TASK DETAILS
Could you set out every line of the items below as a numbered list, leaving out any blank lines?

Records from a point-labeling set:
________________
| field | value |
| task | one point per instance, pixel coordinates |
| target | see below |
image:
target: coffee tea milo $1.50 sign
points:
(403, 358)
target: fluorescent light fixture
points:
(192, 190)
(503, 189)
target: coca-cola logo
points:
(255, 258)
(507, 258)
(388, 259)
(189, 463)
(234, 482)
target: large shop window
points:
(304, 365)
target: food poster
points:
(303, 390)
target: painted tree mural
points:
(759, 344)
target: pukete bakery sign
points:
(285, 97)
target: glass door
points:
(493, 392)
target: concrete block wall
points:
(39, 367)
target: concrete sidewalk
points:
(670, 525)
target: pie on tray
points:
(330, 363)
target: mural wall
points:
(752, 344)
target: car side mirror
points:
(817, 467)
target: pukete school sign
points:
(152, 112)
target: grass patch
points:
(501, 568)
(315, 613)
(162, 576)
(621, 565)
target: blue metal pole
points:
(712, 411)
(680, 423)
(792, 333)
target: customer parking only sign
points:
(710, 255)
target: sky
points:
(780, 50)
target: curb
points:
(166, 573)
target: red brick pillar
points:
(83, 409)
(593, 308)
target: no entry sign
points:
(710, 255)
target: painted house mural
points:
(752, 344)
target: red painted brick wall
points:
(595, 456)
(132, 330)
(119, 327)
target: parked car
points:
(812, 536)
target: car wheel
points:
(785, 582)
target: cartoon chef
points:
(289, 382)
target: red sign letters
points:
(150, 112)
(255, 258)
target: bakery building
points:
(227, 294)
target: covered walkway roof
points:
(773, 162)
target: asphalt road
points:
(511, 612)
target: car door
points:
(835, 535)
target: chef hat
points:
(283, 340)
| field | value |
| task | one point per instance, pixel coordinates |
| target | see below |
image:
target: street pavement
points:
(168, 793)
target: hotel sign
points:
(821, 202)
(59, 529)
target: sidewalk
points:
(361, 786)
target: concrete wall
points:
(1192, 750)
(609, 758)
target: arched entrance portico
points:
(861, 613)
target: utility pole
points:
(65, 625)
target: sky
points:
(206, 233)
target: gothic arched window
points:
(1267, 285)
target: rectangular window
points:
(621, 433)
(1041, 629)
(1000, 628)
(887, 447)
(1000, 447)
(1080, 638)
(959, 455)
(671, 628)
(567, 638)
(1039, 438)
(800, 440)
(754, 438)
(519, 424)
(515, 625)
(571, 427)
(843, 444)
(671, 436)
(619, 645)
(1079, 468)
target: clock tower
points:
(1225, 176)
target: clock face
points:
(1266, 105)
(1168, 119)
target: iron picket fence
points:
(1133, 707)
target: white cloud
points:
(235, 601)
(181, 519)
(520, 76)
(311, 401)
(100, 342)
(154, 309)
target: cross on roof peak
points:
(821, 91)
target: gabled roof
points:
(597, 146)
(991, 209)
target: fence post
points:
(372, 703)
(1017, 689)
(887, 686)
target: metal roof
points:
________________
THE REPLY
1. | field | value |
2. | task | one point per instance, pixel coordinates |
3. | target | see below |
4. image:
5. target: coffee tea milo $1.50 sign
6. points:
7. (403, 358)
8. target: fluorescent light fixture
9. points:
10. (192, 190)
11. (503, 189)
12. target: coca-cola logo
13. points:
14. (255, 258)
15. (507, 258)
16. (388, 259)
17. (189, 463)
18. (234, 482)
19. target: large shop window
20. points:
21. (304, 365)
22. target: food poster
23. points:
24. (303, 390)
25. target: painted tree mural
26. points:
27. (759, 344)
28. target: pukete bakery sign
29. points:
30. (285, 97)
31. target: glass door
32. points:
33. (493, 392)
34. target: concrete block wall
35. points:
36. (39, 367)
37. target: concrete sidewalk
38. points:
39. (670, 525)
40. target: pie on tray
41. points:
42. (330, 363)
43. target: mural wall
44. points:
45. (752, 344)
46. target: car side mirror
47. points:
48. (817, 467)
49. target: pukete school sign
50. points:
51. (152, 112)
52. target: grass patch
53. points:
54. (501, 568)
55. (315, 613)
56. (162, 576)
57. (621, 565)
58. target: blue metal pole
59. points:
60. (712, 411)
61. (680, 423)
62. (792, 333)
63. target: customer parking only sign
64. points:
65. (710, 255)
66. target: sky
67. points:
68. (780, 50)
69. target: curb
70. points:
71. (166, 573)
72. target: red brick pillar
73. points:
74. (83, 409)
75. (593, 308)
76. target: no entry sign
77. points:
78. (710, 255)
79. target: painted house mural
80. points:
81. (752, 344)
82. target: red painted brick wall
83. points:
84. (595, 456)
85. (132, 330)
86. (119, 327)
87. target: parked car
88. points:
89. (812, 536)
90. target: car wheel
91. points:
92. (785, 582)
93. target: cartoon chef
94. points:
95. (289, 382)
96. target: red sign letters
97. points:
98. (150, 112)
99. (255, 258)
100. target: bakery building
101. points:
102. (227, 294)
103. target: covered walkway roof
104. points:
105. (773, 162)
106. target: asphalt road
107. points:
108. (511, 612)
109. target: car door
110. points:
111. (835, 535)
112. target: chef hat
113. points:
114. (283, 340)
115. | field | value |
116. | task | one point per instance, pixel coordinates |
117. | target | see below |
118. image:
119. target: street pavement
120. points:
121. (168, 793)
122. target: hotel sign
123. points:
124. (821, 202)
125. (59, 529)
126. target: sidewalk
127. points:
128. (361, 786)
129. target: concrete wall
130. points:
131. (1192, 750)
132. (609, 758)
133. target: arched entrance portico
134. points:
135. (861, 613)
136. target: utility pole
137. points:
138. (65, 625)
139. target: sky
140. points:
141. (206, 233)
142. target: gothic arched window
143. points:
144. (1267, 285)
145. target: rectangular window
146. points:
147. (621, 433)
148. (1041, 629)
149. (1000, 628)
150. (887, 447)
151. (1000, 447)
152. (1080, 638)
153. (959, 455)
154. (671, 628)
155. (567, 638)
156. (1039, 438)
157. (800, 440)
158. (754, 438)
159. (519, 424)
160. (515, 625)
161. (571, 427)
162. (843, 444)
163. (671, 436)
164. (619, 645)
165. (1079, 468)
166. target: clock tower
167. points:
168. (1225, 176)
169. target: clock face
170. points:
171. (1266, 105)
172. (1168, 119)
173. target: iron picket fence
174. points:
175. (1133, 707)
176. target: white cloud
177. points:
178. (235, 601)
179. (181, 519)
180. (520, 76)
181. (311, 401)
182. (100, 342)
183. (154, 309)
184. target: cross on roof peak
185. points:
186. (821, 91)
187. target: gabled roof
188. points:
189. (597, 146)
190. (991, 209)
191. target: fence post
192. points:
193. (372, 703)
194. (1017, 689)
195. (887, 686)
196. target: metal roof
197. points:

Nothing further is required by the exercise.